• [Prompt]:
Write out all of the records exactly once more and skip the images.

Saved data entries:
== Segment start ==

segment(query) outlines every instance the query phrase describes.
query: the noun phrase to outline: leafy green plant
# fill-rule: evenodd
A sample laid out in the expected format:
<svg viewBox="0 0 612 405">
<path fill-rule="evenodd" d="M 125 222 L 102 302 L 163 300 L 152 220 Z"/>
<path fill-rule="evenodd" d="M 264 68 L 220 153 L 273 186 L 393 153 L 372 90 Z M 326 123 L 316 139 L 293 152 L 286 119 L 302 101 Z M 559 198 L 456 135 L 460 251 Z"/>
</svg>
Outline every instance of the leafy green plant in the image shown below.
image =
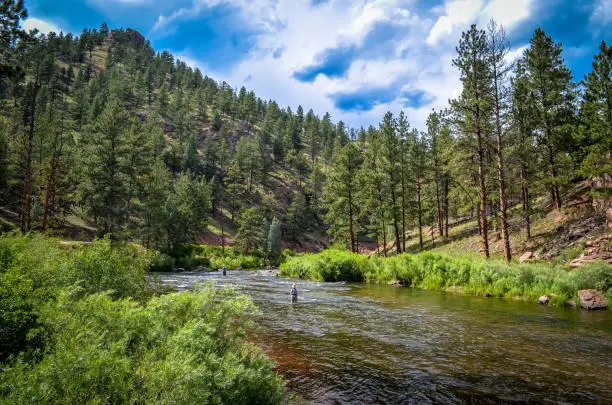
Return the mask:
<svg viewBox="0 0 612 405">
<path fill-rule="evenodd" d="M 51 336 L 40 362 L 10 363 L 7 403 L 280 403 L 281 378 L 245 340 L 256 309 L 204 286 L 139 304 L 69 290 L 41 309 Z"/>
</svg>

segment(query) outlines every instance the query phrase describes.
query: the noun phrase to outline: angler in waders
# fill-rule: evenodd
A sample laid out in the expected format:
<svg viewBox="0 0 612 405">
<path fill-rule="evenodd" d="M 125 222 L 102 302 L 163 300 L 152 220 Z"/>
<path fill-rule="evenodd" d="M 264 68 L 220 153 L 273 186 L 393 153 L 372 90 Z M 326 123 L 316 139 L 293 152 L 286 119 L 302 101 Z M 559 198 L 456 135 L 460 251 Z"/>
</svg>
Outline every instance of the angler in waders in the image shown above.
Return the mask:
<svg viewBox="0 0 612 405">
<path fill-rule="evenodd" d="M 290 294 L 291 294 L 291 303 L 297 302 L 298 290 L 297 290 L 297 286 L 295 285 L 295 283 L 291 285 Z"/>
</svg>

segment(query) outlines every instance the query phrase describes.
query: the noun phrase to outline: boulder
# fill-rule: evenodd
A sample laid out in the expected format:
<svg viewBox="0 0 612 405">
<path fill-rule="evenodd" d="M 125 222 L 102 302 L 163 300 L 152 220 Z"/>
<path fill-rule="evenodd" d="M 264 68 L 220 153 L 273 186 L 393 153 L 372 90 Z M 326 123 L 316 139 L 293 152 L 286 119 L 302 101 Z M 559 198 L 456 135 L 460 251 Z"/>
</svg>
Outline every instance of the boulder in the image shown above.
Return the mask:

== Segment end ==

• [Task result]:
segment(query) outlines every instance the query phrase describes.
query: the noun phrase to outline: leafy green plant
# fill-rule: evenodd
A sample laid out in the expected format:
<svg viewBox="0 0 612 405">
<path fill-rule="evenodd" d="M 125 222 L 102 302 L 163 300 L 152 220 Z"/>
<path fill-rule="evenodd" d="M 264 68 L 220 153 L 273 186 L 393 153 L 372 90 Z M 326 123 L 316 139 L 293 152 L 286 119 L 302 101 Z M 559 198 L 456 135 L 460 251 Z"/>
</svg>
Outline every instance of the leafy green plant in the image shown below.
image =
Return the mask:
<svg viewBox="0 0 612 405">
<path fill-rule="evenodd" d="M 51 336 L 40 362 L 10 363 L 7 403 L 280 403 L 281 378 L 245 340 L 256 309 L 204 286 L 139 304 L 69 290 L 41 309 Z"/>
</svg>

segment(query) outlines every instance the query phrase describes.
query: the noun phrase to outline: angler in waders
# fill-rule: evenodd
A sample laid out in the expected format:
<svg viewBox="0 0 612 405">
<path fill-rule="evenodd" d="M 125 222 L 102 302 L 163 300 L 152 220 Z"/>
<path fill-rule="evenodd" d="M 264 68 L 220 153 L 273 186 L 393 153 L 372 90 Z M 326 123 L 316 139 L 293 152 L 286 119 L 302 101 Z M 559 198 L 456 135 L 460 251 Z"/>
</svg>
Outline every instance of the angler in waders in the image shown above.
Return the mask:
<svg viewBox="0 0 612 405">
<path fill-rule="evenodd" d="M 290 294 L 291 294 L 291 303 L 297 302 L 298 290 L 297 290 L 297 286 L 295 285 L 295 283 L 291 285 Z"/>
</svg>

segment(query) outlines every instance the query phrase describes.
query: the noun phrase to outline: boulder
# fill-rule: evenodd
A sample laid out in the expected format:
<svg viewBox="0 0 612 405">
<path fill-rule="evenodd" d="M 125 222 L 102 302 L 163 300 L 152 220 Z"/>
<path fill-rule="evenodd" d="M 264 68 L 220 153 L 273 186 L 393 153 L 372 90 Z M 326 123 L 316 139 L 293 152 L 286 119 L 302 101 Z M 559 198 L 456 135 L 460 251 Z"/>
</svg>
Outline every instance of the boulder in the image shown above.
Return the mask:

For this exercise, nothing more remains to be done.